> _Your objective_
Please rewrite the records below as a numbered list, leaving out any blank lines. Begin at the line that has "Sports-analytics tagging: mark the short", continue through the last line of the records, and include no earlier lines.

◇ ◇ ◇ ◇

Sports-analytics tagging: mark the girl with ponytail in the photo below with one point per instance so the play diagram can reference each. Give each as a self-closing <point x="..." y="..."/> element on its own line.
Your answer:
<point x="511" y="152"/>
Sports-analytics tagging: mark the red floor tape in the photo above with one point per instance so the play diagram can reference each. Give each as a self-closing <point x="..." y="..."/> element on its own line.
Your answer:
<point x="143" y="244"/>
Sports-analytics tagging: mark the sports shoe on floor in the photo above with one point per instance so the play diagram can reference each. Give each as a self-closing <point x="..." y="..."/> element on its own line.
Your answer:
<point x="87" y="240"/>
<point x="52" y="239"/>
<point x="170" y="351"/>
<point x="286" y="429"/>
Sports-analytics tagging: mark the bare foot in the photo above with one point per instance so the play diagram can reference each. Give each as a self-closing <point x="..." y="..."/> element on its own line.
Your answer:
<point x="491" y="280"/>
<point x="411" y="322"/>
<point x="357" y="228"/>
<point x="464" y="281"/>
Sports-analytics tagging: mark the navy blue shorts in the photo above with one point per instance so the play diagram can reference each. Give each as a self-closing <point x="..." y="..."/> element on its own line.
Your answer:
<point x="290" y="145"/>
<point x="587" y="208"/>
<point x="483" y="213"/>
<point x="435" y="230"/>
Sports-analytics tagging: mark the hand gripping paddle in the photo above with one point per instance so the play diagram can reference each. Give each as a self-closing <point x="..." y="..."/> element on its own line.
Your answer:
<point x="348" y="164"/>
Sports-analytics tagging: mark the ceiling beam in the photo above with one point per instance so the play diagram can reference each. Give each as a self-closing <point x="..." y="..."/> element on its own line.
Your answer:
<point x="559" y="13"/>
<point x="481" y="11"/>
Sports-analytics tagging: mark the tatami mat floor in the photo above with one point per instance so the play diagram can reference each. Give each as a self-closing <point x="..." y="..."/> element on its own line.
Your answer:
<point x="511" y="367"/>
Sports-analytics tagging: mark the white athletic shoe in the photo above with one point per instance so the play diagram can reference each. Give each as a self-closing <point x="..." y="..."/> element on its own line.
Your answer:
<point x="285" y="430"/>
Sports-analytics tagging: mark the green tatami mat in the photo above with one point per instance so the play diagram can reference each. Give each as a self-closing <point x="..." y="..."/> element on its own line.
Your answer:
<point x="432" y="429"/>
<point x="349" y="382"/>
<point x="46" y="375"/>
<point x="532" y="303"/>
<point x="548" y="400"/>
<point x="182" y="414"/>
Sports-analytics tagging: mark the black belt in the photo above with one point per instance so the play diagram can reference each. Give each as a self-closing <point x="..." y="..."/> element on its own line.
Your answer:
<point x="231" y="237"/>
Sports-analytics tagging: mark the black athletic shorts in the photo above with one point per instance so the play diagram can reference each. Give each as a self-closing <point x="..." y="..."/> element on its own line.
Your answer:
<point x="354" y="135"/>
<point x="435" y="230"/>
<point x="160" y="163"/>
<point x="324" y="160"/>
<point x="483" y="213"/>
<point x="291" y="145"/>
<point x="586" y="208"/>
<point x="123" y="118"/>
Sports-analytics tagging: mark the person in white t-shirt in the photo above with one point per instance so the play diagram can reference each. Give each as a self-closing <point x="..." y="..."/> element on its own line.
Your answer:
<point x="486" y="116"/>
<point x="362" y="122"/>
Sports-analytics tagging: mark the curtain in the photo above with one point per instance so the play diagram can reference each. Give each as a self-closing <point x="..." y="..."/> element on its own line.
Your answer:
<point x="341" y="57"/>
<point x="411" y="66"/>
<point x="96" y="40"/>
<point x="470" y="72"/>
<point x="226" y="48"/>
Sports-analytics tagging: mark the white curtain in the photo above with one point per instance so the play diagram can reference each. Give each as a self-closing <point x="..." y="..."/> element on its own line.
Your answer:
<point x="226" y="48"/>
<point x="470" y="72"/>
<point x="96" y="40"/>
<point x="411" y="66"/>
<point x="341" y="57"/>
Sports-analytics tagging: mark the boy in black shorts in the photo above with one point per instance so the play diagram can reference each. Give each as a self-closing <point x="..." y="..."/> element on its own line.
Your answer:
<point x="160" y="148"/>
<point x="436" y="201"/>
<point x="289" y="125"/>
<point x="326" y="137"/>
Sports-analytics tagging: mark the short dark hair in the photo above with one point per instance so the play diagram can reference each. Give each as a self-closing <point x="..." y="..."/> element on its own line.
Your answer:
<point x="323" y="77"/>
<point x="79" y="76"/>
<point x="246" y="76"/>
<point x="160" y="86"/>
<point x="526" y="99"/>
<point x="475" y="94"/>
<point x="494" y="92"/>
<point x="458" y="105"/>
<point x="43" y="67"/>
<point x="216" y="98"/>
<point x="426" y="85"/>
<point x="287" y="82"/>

◇ ◇ ◇ ◇

> _Solution for this exercise_
1. Sports-analytics tagging: mark the short dark hair in the photo above with one point per instance so the play diagram can reference each. Give each as a self-closing <point x="..." y="..."/> element on its own line.
2. Your answer:
3. <point x="323" y="77"/>
4. <point x="79" y="76"/>
5. <point x="246" y="76"/>
6. <point x="160" y="86"/>
7. <point x="526" y="99"/>
8. <point x="475" y="94"/>
9. <point x="494" y="92"/>
10. <point x="458" y="105"/>
11. <point x="43" y="67"/>
12. <point x="216" y="98"/>
13. <point x="426" y="85"/>
14. <point x="287" y="82"/>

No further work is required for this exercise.